[Records of labeled boxes]

○ ○ ○ ○ ○ ○ ○

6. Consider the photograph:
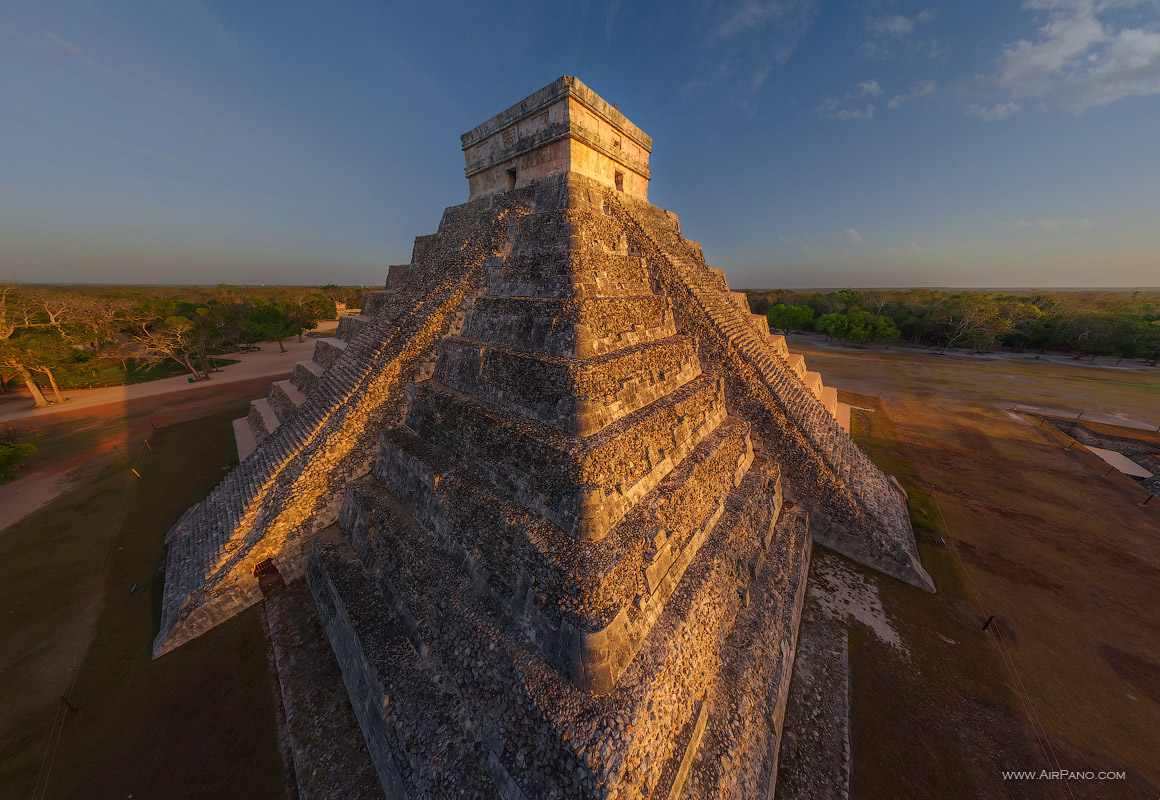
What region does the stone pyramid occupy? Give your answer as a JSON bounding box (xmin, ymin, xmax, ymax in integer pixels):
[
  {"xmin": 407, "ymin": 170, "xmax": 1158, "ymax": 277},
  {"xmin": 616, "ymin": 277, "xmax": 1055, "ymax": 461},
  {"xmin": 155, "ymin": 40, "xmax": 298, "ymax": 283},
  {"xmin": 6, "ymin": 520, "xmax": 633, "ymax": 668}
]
[{"xmin": 154, "ymin": 77, "xmax": 933, "ymax": 799}]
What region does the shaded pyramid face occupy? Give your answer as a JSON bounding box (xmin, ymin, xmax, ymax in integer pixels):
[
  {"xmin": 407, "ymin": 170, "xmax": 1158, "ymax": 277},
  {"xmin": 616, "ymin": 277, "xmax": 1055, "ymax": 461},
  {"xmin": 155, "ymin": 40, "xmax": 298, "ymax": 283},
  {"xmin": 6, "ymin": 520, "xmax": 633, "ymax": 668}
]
[
  {"xmin": 309, "ymin": 177, "xmax": 809, "ymax": 798},
  {"xmin": 154, "ymin": 78, "xmax": 930, "ymax": 799}
]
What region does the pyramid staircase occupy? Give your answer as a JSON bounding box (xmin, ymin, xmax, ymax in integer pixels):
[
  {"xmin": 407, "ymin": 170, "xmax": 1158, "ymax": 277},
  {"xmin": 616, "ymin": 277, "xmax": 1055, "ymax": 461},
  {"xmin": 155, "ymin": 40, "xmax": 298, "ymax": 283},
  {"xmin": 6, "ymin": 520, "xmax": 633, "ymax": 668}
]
[
  {"xmin": 154, "ymin": 78, "xmax": 933, "ymax": 800},
  {"xmin": 307, "ymin": 179, "xmax": 810, "ymax": 798}
]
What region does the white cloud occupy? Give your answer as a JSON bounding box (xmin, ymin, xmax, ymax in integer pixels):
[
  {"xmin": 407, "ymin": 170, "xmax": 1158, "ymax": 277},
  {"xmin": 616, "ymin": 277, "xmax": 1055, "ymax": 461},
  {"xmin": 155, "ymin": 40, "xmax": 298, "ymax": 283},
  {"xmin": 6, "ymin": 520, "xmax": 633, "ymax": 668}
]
[
  {"xmin": 991, "ymin": 0, "xmax": 1160, "ymax": 111},
  {"xmin": 856, "ymin": 8, "xmax": 944, "ymax": 61},
  {"xmin": 35, "ymin": 30, "xmax": 113, "ymax": 72},
  {"xmin": 818, "ymin": 78, "xmax": 882, "ymax": 119},
  {"xmin": 886, "ymin": 80, "xmax": 938, "ymax": 108},
  {"xmin": 963, "ymin": 102, "xmax": 1023, "ymax": 122},
  {"xmin": 869, "ymin": 14, "xmax": 914, "ymax": 37}
]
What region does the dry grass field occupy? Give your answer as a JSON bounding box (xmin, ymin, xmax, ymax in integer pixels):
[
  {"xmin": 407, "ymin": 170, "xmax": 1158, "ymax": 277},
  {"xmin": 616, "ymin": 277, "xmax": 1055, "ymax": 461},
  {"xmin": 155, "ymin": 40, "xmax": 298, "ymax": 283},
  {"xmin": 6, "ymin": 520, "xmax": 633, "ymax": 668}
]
[
  {"xmin": 0, "ymin": 379, "xmax": 285, "ymax": 800},
  {"xmin": 0, "ymin": 339, "xmax": 1160, "ymax": 799},
  {"xmin": 791, "ymin": 339, "xmax": 1160, "ymax": 798}
]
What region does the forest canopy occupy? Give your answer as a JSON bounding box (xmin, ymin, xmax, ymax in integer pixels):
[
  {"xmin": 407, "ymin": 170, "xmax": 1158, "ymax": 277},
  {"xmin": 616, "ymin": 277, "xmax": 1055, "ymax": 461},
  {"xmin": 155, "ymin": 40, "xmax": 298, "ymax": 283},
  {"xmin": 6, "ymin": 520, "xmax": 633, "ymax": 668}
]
[
  {"xmin": 0, "ymin": 284, "xmax": 365, "ymax": 406},
  {"xmin": 746, "ymin": 289, "xmax": 1160, "ymax": 365}
]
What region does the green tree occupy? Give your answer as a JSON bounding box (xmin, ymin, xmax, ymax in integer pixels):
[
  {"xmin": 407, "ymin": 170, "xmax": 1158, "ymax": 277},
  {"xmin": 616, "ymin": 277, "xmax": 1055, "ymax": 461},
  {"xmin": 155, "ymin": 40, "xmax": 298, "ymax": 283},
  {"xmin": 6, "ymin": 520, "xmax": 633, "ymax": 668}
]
[
  {"xmin": 813, "ymin": 313, "xmax": 850, "ymax": 341},
  {"xmin": 766, "ymin": 303, "xmax": 813, "ymax": 335},
  {"xmin": 247, "ymin": 305, "xmax": 302, "ymax": 352},
  {"xmin": 137, "ymin": 315, "xmax": 210, "ymax": 380}
]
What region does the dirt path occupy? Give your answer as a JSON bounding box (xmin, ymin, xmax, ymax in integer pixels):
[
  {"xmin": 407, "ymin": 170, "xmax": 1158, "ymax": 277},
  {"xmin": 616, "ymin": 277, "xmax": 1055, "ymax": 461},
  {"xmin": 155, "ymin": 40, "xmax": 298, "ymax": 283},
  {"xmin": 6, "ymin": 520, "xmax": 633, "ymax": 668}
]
[
  {"xmin": 0, "ymin": 321, "xmax": 324, "ymax": 532},
  {"xmin": 0, "ymin": 320, "xmax": 338, "ymax": 422},
  {"xmin": 790, "ymin": 331, "xmax": 1160, "ymax": 798},
  {"xmin": 0, "ymin": 377, "xmax": 285, "ymax": 536}
]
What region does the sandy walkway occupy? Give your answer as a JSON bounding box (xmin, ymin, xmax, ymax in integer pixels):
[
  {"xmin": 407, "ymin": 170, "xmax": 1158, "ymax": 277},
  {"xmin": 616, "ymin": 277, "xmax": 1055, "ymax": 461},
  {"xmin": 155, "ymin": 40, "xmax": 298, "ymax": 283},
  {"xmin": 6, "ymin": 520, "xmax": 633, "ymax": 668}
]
[
  {"xmin": 0, "ymin": 471, "xmax": 75, "ymax": 532},
  {"xmin": 0, "ymin": 320, "xmax": 338, "ymax": 422}
]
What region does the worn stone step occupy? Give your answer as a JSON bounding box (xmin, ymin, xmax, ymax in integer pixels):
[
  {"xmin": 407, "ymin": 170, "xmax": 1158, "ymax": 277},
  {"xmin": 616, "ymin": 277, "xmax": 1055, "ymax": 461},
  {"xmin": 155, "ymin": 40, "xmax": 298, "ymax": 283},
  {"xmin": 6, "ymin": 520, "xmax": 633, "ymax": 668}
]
[
  {"xmin": 375, "ymin": 417, "xmax": 765, "ymax": 682},
  {"xmin": 345, "ymin": 449, "xmax": 785, "ymax": 798},
  {"xmin": 785, "ymin": 352, "xmax": 805, "ymax": 378},
  {"xmin": 407, "ymin": 376, "xmax": 726, "ymax": 540},
  {"xmin": 290, "ymin": 361, "xmax": 325, "ymax": 394},
  {"xmin": 267, "ymin": 379, "xmax": 306, "ymax": 422},
  {"xmin": 313, "ymin": 337, "xmax": 347, "ymax": 370},
  {"xmin": 248, "ymin": 398, "xmax": 281, "ymax": 444},
  {"xmin": 334, "ymin": 314, "xmax": 374, "ymax": 344},
  {"xmin": 802, "ymin": 370, "xmax": 824, "ymax": 398},
  {"xmin": 434, "ymin": 336, "xmax": 701, "ymax": 436},
  {"xmin": 306, "ymin": 528, "xmax": 499, "ymax": 798},
  {"xmin": 682, "ymin": 507, "xmax": 812, "ymax": 800},
  {"xmin": 360, "ymin": 289, "xmax": 398, "ymax": 318},
  {"xmin": 818, "ymin": 386, "xmax": 838, "ymax": 420},
  {"xmin": 463, "ymin": 294, "xmax": 676, "ymax": 358},
  {"xmin": 485, "ymin": 250, "xmax": 650, "ymax": 298}
]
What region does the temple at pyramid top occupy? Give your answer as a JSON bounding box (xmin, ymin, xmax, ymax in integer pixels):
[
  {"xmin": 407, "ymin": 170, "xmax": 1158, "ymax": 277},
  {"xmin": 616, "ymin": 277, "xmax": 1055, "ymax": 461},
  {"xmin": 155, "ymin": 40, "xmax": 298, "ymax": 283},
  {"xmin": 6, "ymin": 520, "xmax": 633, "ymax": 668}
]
[{"xmin": 461, "ymin": 75, "xmax": 652, "ymax": 199}]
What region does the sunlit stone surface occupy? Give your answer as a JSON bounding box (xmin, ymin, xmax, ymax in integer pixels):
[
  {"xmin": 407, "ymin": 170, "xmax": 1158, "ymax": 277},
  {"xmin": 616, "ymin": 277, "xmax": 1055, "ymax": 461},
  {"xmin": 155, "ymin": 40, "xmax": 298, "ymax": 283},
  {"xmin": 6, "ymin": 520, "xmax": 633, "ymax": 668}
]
[{"xmin": 155, "ymin": 78, "xmax": 933, "ymax": 798}]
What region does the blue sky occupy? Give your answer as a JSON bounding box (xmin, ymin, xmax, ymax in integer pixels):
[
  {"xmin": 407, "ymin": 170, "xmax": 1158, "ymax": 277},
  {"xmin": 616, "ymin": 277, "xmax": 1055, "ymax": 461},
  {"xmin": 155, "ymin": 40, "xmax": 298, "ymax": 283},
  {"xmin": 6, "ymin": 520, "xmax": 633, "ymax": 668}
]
[{"xmin": 0, "ymin": 0, "xmax": 1160, "ymax": 288}]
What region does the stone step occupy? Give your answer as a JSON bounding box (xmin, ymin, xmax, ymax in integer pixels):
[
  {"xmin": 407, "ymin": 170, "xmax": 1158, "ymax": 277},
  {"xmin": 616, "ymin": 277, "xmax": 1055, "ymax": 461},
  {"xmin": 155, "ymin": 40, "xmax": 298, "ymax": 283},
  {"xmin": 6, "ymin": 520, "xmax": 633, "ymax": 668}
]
[
  {"xmin": 785, "ymin": 352, "xmax": 805, "ymax": 379},
  {"xmin": 682, "ymin": 507, "xmax": 812, "ymax": 800},
  {"xmin": 267, "ymin": 379, "xmax": 306, "ymax": 422},
  {"xmin": 802, "ymin": 370, "xmax": 824, "ymax": 399},
  {"xmin": 306, "ymin": 528, "xmax": 499, "ymax": 798},
  {"xmin": 485, "ymin": 250, "xmax": 650, "ymax": 298},
  {"xmin": 749, "ymin": 314, "xmax": 769, "ymax": 339},
  {"xmin": 233, "ymin": 416, "xmax": 258, "ymax": 464},
  {"xmin": 385, "ymin": 262, "xmax": 412, "ymax": 290},
  {"xmin": 371, "ymin": 417, "xmax": 765, "ymax": 685},
  {"xmin": 818, "ymin": 386, "xmax": 838, "ymax": 420},
  {"xmin": 248, "ymin": 398, "xmax": 282, "ymax": 444},
  {"xmin": 434, "ymin": 336, "xmax": 701, "ymax": 436},
  {"xmin": 728, "ymin": 291, "xmax": 749, "ymax": 314},
  {"xmin": 360, "ymin": 289, "xmax": 398, "ymax": 318},
  {"xmin": 407, "ymin": 376, "xmax": 726, "ymax": 541},
  {"xmin": 290, "ymin": 361, "xmax": 325, "ymax": 394},
  {"xmin": 313, "ymin": 337, "xmax": 347, "ymax": 370},
  {"xmin": 343, "ymin": 449, "xmax": 784, "ymax": 798},
  {"xmin": 334, "ymin": 314, "xmax": 374, "ymax": 344},
  {"xmin": 463, "ymin": 294, "xmax": 676, "ymax": 358},
  {"xmin": 766, "ymin": 334, "xmax": 790, "ymax": 358}
]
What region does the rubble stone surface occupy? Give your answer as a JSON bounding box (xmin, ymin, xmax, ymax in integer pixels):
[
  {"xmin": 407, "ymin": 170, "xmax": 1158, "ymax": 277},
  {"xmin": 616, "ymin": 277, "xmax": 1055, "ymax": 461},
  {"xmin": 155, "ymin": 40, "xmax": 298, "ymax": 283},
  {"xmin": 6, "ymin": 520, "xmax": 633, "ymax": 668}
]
[{"xmin": 154, "ymin": 78, "xmax": 930, "ymax": 800}]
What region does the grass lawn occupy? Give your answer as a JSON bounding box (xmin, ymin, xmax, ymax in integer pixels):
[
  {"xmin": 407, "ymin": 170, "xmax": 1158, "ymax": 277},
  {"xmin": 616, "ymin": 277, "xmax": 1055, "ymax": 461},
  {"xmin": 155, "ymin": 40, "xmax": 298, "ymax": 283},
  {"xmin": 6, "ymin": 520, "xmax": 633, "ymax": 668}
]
[
  {"xmin": 0, "ymin": 400, "xmax": 285, "ymax": 798},
  {"xmin": 790, "ymin": 341, "xmax": 1160, "ymax": 800}
]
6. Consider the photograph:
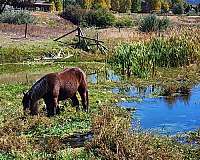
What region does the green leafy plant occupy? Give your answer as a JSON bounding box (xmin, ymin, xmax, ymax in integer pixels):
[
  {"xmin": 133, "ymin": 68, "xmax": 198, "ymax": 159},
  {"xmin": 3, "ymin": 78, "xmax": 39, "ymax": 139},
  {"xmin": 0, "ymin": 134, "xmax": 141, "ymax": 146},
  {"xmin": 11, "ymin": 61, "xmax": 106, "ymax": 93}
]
[
  {"xmin": 115, "ymin": 16, "xmax": 133, "ymax": 27},
  {"xmin": 86, "ymin": 8, "xmax": 115, "ymax": 28},
  {"xmin": 139, "ymin": 15, "xmax": 170, "ymax": 32}
]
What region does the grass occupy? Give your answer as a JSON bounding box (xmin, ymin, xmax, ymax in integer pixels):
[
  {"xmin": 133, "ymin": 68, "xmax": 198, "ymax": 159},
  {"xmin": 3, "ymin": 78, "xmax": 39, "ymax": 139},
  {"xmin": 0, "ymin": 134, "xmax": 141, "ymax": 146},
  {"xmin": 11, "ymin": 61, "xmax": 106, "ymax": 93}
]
[{"xmin": 0, "ymin": 77, "xmax": 115, "ymax": 159}]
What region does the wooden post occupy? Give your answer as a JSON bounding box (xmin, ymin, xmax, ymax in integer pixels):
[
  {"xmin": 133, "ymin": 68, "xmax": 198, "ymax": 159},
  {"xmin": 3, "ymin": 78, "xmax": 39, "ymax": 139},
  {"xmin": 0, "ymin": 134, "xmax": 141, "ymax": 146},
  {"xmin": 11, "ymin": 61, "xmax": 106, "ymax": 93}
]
[
  {"xmin": 26, "ymin": 74, "xmax": 29, "ymax": 84},
  {"xmin": 96, "ymin": 33, "xmax": 99, "ymax": 49},
  {"xmin": 78, "ymin": 26, "xmax": 81, "ymax": 46},
  {"xmin": 25, "ymin": 23, "xmax": 28, "ymax": 38}
]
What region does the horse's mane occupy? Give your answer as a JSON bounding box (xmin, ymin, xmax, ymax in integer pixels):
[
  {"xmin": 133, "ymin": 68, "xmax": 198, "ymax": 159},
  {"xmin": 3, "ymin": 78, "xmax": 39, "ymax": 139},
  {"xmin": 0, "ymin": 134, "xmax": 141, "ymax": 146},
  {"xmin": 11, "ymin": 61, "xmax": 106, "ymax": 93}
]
[{"xmin": 28, "ymin": 77, "xmax": 48, "ymax": 101}]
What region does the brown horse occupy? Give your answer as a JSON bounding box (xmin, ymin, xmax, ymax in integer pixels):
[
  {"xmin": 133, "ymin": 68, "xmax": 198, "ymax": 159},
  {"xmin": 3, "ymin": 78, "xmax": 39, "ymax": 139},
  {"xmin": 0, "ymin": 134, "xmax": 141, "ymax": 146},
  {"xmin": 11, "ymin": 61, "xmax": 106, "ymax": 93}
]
[{"xmin": 22, "ymin": 68, "xmax": 89, "ymax": 116}]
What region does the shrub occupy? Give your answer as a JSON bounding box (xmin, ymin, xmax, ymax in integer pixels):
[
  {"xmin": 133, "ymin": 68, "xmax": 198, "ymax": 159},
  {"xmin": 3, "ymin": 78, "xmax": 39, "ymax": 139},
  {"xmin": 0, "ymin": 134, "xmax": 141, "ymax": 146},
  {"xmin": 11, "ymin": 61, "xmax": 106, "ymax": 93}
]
[
  {"xmin": 55, "ymin": 0, "xmax": 62, "ymax": 12},
  {"xmin": 115, "ymin": 17, "xmax": 133, "ymax": 27},
  {"xmin": 86, "ymin": 9, "xmax": 115, "ymax": 27},
  {"xmin": 172, "ymin": 4, "xmax": 184, "ymax": 14},
  {"xmin": 139, "ymin": 15, "xmax": 170, "ymax": 32},
  {"xmin": 61, "ymin": 5, "xmax": 86, "ymax": 25},
  {"xmin": 0, "ymin": 11, "xmax": 36, "ymax": 24},
  {"xmin": 131, "ymin": 0, "xmax": 142, "ymax": 13}
]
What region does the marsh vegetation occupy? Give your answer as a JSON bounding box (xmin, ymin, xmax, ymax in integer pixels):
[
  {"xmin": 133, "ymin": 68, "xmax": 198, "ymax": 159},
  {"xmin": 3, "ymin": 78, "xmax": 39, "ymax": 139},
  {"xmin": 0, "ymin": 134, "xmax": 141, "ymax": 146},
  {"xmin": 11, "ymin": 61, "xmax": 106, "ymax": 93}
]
[{"xmin": 0, "ymin": 6, "xmax": 200, "ymax": 160}]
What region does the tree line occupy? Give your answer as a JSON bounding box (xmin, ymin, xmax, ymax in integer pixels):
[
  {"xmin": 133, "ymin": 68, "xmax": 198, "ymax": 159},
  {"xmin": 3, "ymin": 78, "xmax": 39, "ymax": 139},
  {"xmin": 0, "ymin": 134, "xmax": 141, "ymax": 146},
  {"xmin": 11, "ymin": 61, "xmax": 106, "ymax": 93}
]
[{"xmin": 0, "ymin": 0, "xmax": 198, "ymax": 13}]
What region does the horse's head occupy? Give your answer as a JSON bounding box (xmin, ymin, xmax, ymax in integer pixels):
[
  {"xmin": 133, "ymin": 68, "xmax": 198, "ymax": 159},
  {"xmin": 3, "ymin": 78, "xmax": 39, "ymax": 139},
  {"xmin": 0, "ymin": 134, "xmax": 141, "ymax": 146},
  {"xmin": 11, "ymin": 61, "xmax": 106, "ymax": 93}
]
[{"xmin": 22, "ymin": 92, "xmax": 32, "ymax": 112}]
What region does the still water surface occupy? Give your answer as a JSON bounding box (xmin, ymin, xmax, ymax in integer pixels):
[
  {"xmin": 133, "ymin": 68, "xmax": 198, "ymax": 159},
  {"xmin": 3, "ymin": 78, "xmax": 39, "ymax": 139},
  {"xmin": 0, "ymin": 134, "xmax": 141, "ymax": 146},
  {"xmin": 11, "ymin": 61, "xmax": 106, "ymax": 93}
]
[{"xmin": 112, "ymin": 85, "xmax": 200, "ymax": 135}]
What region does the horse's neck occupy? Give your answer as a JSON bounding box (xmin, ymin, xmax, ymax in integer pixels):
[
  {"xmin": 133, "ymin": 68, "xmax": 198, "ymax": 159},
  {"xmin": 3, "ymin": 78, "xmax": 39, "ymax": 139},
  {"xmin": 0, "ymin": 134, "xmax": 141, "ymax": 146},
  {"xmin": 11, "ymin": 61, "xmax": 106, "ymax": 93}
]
[{"xmin": 31, "ymin": 78, "xmax": 47, "ymax": 102}]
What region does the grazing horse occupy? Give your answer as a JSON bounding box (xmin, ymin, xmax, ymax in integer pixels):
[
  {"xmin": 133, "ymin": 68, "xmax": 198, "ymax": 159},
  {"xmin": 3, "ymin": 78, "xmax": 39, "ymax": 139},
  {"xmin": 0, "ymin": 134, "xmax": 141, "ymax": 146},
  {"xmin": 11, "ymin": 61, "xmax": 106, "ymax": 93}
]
[{"xmin": 22, "ymin": 68, "xmax": 89, "ymax": 116}]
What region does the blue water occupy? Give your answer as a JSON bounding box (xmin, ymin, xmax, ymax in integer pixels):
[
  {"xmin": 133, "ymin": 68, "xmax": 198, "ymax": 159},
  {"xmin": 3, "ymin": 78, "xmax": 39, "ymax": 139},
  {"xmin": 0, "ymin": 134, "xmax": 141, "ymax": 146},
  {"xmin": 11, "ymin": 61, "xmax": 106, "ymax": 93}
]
[{"xmin": 112, "ymin": 85, "xmax": 200, "ymax": 135}]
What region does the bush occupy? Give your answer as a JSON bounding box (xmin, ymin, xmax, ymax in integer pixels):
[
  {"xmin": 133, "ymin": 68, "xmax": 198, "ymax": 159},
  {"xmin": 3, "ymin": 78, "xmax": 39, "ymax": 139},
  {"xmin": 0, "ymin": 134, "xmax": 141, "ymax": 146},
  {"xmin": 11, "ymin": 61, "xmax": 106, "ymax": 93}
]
[
  {"xmin": 0, "ymin": 11, "xmax": 36, "ymax": 24},
  {"xmin": 172, "ymin": 4, "xmax": 184, "ymax": 14},
  {"xmin": 86, "ymin": 9, "xmax": 115, "ymax": 28},
  {"xmin": 61, "ymin": 5, "xmax": 86, "ymax": 25},
  {"xmin": 55, "ymin": 0, "xmax": 62, "ymax": 12},
  {"xmin": 139, "ymin": 15, "xmax": 170, "ymax": 32},
  {"xmin": 115, "ymin": 17, "xmax": 133, "ymax": 27}
]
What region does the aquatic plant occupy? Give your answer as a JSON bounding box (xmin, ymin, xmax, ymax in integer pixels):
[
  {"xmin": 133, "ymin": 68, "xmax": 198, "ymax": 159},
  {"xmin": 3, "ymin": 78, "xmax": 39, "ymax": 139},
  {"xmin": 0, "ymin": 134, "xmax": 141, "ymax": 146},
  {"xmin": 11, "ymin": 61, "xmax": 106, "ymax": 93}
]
[{"xmin": 110, "ymin": 35, "xmax": 200, "ymax": 78}]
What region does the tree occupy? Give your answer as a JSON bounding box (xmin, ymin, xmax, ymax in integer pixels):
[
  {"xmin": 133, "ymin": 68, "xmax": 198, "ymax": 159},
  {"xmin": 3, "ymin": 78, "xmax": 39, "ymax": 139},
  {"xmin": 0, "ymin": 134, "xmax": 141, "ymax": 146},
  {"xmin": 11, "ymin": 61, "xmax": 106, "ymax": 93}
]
[
  {"xmin": 111, "ymin": 0, "xmax": 131, "ymax": 13},
  {"xmin": 161, "ymin": 1, "xmax": 169, "ymax": 13},
  {"xmin": 54, "ymin": 0, "xmax": 62, "ymax": 12},
  {"xmin": 119, "ymin": 0, "xmax": 131, "ymax": 13},
  {"xmin": 0, "ymin": 0, "xmax": 32, "ymax": 14},
  {"xmin": 111, "ymin": 0, "xmax": 120, "ymax": 11},
  {"xmin": 131, "ymin": 0, "xmax": 142, "ymax": 13},
  {"xmin": 0, "ymin": 0, "xmax": 8, "ymax": 14}
]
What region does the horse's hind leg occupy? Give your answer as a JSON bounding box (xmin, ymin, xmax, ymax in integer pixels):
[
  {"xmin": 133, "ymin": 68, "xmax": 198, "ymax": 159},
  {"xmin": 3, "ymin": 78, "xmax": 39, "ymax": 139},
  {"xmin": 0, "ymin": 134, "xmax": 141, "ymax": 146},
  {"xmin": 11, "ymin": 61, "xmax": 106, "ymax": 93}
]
[
  {"xmin": 30, "ymin": 102, "xmax": 38, "ymax": 115},
  {"xmin": 70, "ymin": 94, "xmax": 80, "ymax": 111},
  {"xmin": 78, "ymin": 89, "xmax": 89, "ymax": 111}
]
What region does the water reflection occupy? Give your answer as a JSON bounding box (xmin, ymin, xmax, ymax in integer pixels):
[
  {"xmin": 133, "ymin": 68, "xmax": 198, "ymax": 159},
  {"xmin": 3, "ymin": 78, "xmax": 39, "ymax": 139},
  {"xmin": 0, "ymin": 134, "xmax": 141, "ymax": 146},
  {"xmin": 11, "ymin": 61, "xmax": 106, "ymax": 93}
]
[{"xmin": 115, "ymin": 85, "xmax": 200, "ymax": 135}]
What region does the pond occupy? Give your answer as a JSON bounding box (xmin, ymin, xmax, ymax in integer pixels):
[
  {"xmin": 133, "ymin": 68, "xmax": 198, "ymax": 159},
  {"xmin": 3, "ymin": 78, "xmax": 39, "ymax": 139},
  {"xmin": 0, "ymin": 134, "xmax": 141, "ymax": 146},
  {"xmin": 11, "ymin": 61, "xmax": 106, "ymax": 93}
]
[
  {"xmin": 0, "ymin": 63, "xmax": 200, "ymax": 135},
  {"xmin": 112, "ymin": 85, "xmax": 200, "ymax": 135}
]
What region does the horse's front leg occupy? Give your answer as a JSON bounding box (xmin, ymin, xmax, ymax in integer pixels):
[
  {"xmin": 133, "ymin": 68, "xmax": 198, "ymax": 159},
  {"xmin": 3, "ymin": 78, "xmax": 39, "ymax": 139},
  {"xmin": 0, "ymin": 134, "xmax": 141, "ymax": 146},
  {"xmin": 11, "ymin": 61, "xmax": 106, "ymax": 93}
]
[
  {"xmin": 70, "ymin": 94, "xmax": 80, "ymax": 112},
  {"xmin": 78, "ymin": 89, "xmax": 89, "ymax": 112},
  {"xmin": 45, "ymin": 97, "xmax": 58, "ymax": 117},
  {"xmin": 30, "ymin": 101, "xmax": 38, "ymax": 116}
]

○ ○ ○ ○ ○ ○ ○

Short problem:
Report every line above that contains the word "green", copying each line in full. Case counts.

Exercise response:
What region does the green tree occupy? Give your answer as a JSON bounding box (xmin, ymin, xmax, ymax in integer pixels):
What region does the green leafy plant occupy? Give your answer as a JSON bounding box (xmin, ymin, xmax, ymax in integer pixels):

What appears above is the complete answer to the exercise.